» **Extracted text**:

※ ※ ※

# Garage fire separation and pull down ladders



## jar546 (Dec 1, 2009)

Who can solve this problem?

Homeowners want them, they are not code compliant for separation into the common attic space of this attached garage.  Does anyone know of a company that makes a fire rated assembly?


----------



## Uncle Bob (Dec 1, 2009)

Re: Garage fire separation and pull down ladders

That looks like a standard 250 lb. max weight ladder.  Please tell me there isn't a water heater up there.

Uncle Bob


----------



## bldginsp (Dec 1, 2009)

Re: Garage fire separation and pull down ladders

I don't know who the company is but there is one who makes the exposed plywood on the garage side with fire retardant to meet the code requirement so don't let them tell you that it's not available.


----------



## JBI (Dec 1, 2009)

Re: Garage fire separation and pull down ladders

Agree with bldginsp. Don't remember the company either, but there is at least one.

Also... Is there just a storage attic up there? If so (I believe) you can establish the seperation at the wall between the attic and the remainder of the dwelling by continuing the wall rating up to the underside of the roof deck. Just a thought...


----------



## Uncle Bob (Dec 1, 2009)

Re: Garage fire separation and pull down ladders

Jeff,

Here is a company;

http://www.precisionladders.com/2-hourfirerated.htm

Hope this helps,

Uncle Bob


----------



## vegas paul (Dec 1, 2009)

Re: Garage fire separation and pull down ladders

I'm with JD - keep the attics separate, continue the separation wall to the deck, and don't forget to analyze attic ventilation separately for the two spaces.


----------



## Pcinspector1 (Dec 1, 2009)

Re: Garage fire separation and pull down ladders

Could you install a piece of 5/8" firex drywall to the underside of the ladder when its closed?


----------



## Badeeba (Dec 1, 2009)

Re: Garage fire separation and pull down ladders

Off topic how about insulated attic ladders for above conditioned space?


----------



## mueller (Dec 1, 2009)

Re: Garage fire separation and pull down ladders

Insulation on attic ladders?

I saw this in the 09 IECC, I don't recall seeing it in any of the previous versions.

402.2.3 Access hatches and doors. Access doors from conditioned spaces to unconditioned spaces (e.g., attics and crawl spaces) shall be weatherstripped and insulated to a level equivalent to the insulation on the surrounding surfaces. Access shall be provided to all equipment that prevents damaging or compressing the insulation. A wood framed or equivalent baffle or retainer is required to be provided when loose fill insulation is installed, the purpose of which is to prevent the loose fill insulation from spilling into the living space when the attic access is opened, and to provide a permanent means of maintaining the installed R-value of the loose fill insulation.

So if I have R-38 in my ceiling I now need R-38 on my attic ladder. Looks like the attic ladder designers will have some thinking to do.


----------



## jim baird (Dec 1, 2009)

Re: Garage fire separation and pull down ladders

State of GA amended to call for 3/8 fire retardant plywood for those.

I have OK'd the applied drywall idea, long as the springs hold all the added weight.


----------



## JBI (Dec 1, 2009)

Re: Garage fire separation and pull down ladders

Couldn't the ECCC have just treated it as another fenestration? Like a horizontal window? Factor the U value for it in with the rest of the 'holes' in the walls...

※ ※ ※

[Raw records]

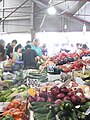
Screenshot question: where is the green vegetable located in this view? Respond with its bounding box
[46,110,55,120]
[34,107,50,113]
[85,102,90,106]
[1,115,14,120]
[78,105,89,112]
[60,100,74,110]
[31,102,51,106]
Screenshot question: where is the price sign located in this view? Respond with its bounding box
[25,76,40,87]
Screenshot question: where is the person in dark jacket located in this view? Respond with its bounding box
[22,45,39,69]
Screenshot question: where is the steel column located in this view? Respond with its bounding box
[0,0,28,22]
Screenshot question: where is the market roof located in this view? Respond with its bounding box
[0,0,90,32]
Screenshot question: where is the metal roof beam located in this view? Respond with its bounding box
[68,1,87,15]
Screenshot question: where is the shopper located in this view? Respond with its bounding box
[13,44,22,61]
[22,45,39,69]
[41,43,47,55]
[12,44,22,71]
[0,39,5,47]
[0,44,6,62]
[0,44,6,69]
[6,40,17,58]
[30,38,42,57]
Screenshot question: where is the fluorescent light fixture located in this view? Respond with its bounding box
[47,6,56,15]
[64,24,67,30]
[83,24,86,33]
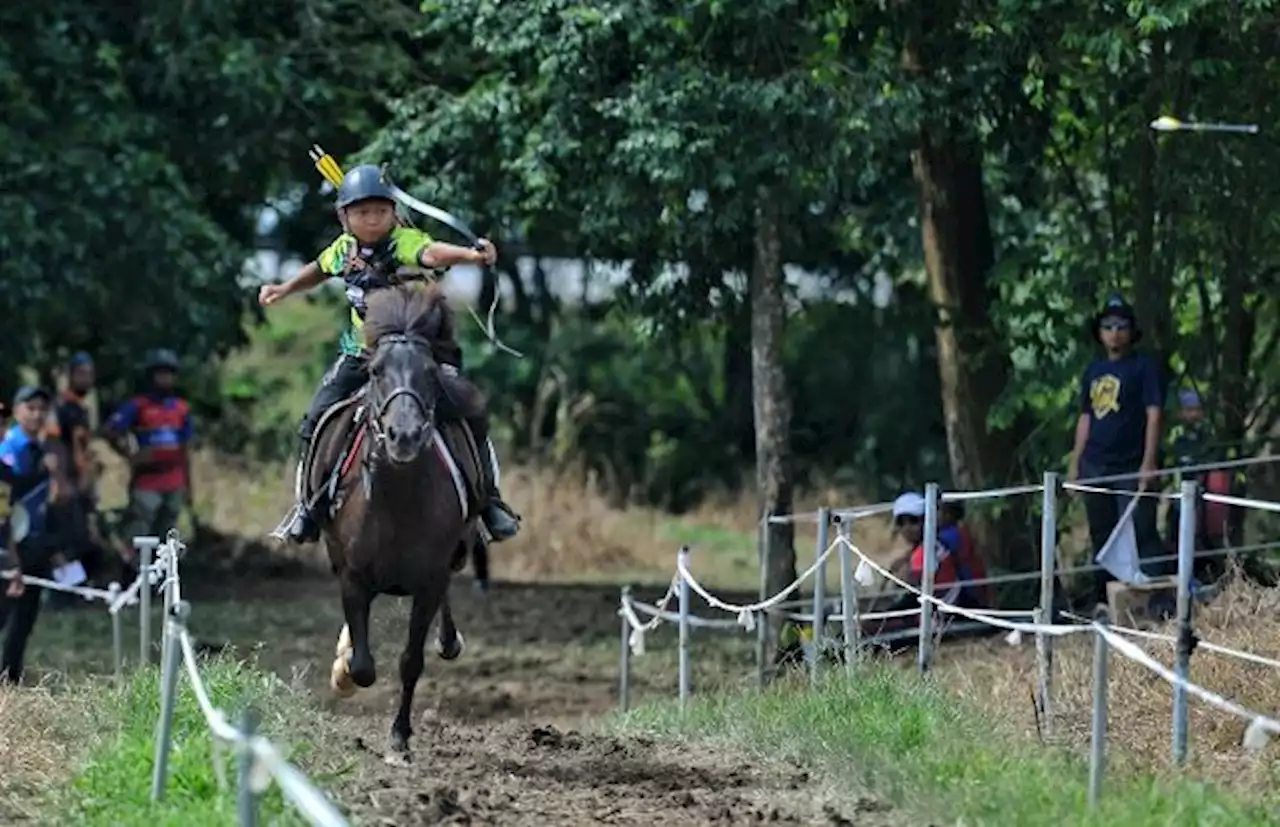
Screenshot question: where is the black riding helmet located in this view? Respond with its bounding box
[338,164,396,210]
[1091,293,1142,344]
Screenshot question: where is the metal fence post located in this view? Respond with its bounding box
[809,506,831,685]
[836,516,861,675]
[676,545,689,712]
[151,603,191,801]
[1172,480,1199,766]
[1036,471,1057,736]
[236,709,257,827]
[133,536,160,668]
[618,586,631,712]
[106,580,124,689]
[160,543,178,663]
[755,511,773,690]
[915,483,938,673]
[1089,606,1111,808]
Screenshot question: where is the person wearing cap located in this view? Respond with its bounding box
[1068,293,1164,602]
[893,492,960,606]
[0,385,59,684]
[102,348,195,550]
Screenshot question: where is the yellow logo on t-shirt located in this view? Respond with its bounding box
[1089,374,1120,419]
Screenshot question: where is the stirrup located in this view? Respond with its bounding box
[268,502,302,542]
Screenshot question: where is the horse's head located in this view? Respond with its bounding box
[365,287,447,465]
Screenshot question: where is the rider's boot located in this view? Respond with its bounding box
[480,439,520,543]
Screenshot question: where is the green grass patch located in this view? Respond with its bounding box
[613,666,1280,827]
[51,658,348,827]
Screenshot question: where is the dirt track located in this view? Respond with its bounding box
[194,580,905,827]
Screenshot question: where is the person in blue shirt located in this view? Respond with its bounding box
[1068,294,1165,602]
[0,387,67,684]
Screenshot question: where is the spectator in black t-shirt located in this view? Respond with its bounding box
[46,351,105,607]
[1068,294,1165,602]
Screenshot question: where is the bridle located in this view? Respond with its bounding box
[369,333,435,448]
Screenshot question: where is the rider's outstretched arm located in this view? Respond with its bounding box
[417,241,492,269]
[273,261,329,298]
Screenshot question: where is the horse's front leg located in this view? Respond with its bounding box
[340,575,378,689]
[392,585,448,758]
[435,589,467,661]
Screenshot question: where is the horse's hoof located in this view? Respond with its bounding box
[329,658,356,698]
[435,631,467,661]
[383,744,413,767]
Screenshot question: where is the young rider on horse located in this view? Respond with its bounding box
[259,164,520,543]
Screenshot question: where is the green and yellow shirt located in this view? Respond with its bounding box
[316,227,433,356]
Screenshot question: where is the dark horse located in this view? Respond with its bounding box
[313,285,483,754]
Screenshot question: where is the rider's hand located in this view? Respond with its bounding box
[257,284,289,307]
[476,238,498,268]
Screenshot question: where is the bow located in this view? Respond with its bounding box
[308,143,525,358]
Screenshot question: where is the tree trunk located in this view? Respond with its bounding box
[902,19,1038,570]
[911,129,1033,568]
[750,195,796,653]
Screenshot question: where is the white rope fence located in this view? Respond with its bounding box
[143,530,347,827]
[0,530,350,827]
[618,457,1280,805]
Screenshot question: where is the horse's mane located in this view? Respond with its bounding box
[365,283,453,348]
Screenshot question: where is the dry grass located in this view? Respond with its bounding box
[90,437,891,589]
[0,686,96,824]
[937,576,1280,795]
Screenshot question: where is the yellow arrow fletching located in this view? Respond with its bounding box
[320,154,342,187]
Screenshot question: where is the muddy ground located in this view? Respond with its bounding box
[175,579,910,827]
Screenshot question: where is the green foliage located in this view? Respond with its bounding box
[56,661,335,827]
[0,0,413,401]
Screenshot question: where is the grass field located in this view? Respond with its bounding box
[614,667,1280,827]
[0,658,349,827]
[0,294,1280,827]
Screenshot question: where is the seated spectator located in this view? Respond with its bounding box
[890,492,960,611]
[938,502,996,608]
[0,387,65,684]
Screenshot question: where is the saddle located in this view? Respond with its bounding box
[297,385,485,537]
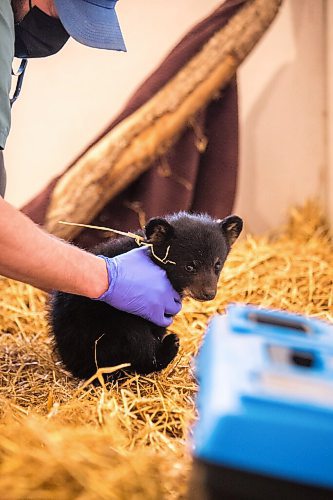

※ ※ ※

» **Written exercise A**: In the forum thread on garage fire separation and pull down ladders, what does jim baird say the State of GA amended to call for?
» **Written exercise B**: Extend the forum thread on garage fire separation and pull down ladders, picking up after its final post.
The records have no connection to the forum thread.

» **Written reply A**: 3/8 fire retardant plywood.

» **Written reply B**:
----------



## raider1 (Dec 1, 2009)

Re: Garage fire separation and pull down ladders



			
				Pcinspector1 said:
			
		

> Could you install a piece of 5/8" firex drywall to the underside of the ladder when its closed?


I have seen this approach tried in the past without any luck.

The springs on the ladder were not strong enough to hold the panel shut with the additional weight of the 5/8" sheetrock.

Chris


----------



## JBI (Dec 1, 2009)

Re: Garage fire separation and pull down ladders

Field modifications to approved products rarely work well.   

They make rated AND insulated units (though probably not to R-38  :shock: )


----------



## Pcinspector1 (Dec 1, 2009)

Re: Garage fire separation and pull down ladders

JB,

You would think the ladder people would apply 3/8" fire-ply to there stairs to start with! At least Georgia's got it covered!  

Raider1, Just a thought, not suggested in the field, thanks! :idea:


----------



## Builder Bob (Dec 1, 2009)

Re: Garage fire separation and pull down ladders



> Could you install a piece of 5/8" firex drywall to the underside of the ladder when its closed?


Two problems - One as mentioned before is that the springs are not strong enough to support the additional weight....

second, in the hot summers, the springs tend to lose tensile streght due to exposure to heat....... thus the springs sag, in fire conditionds, the springs let go quickly due to heat exposure.....thus leaving the area an open hole for fire/smoke to escape thru


----------



## RJJ (Dec 2, 2009)

Re: Garage fire separation and pull down ladders

If you think you can add drywall to the ladder please provide a tested assembly for such application.

Don't see how you can approve something that hasn't been tested! ?????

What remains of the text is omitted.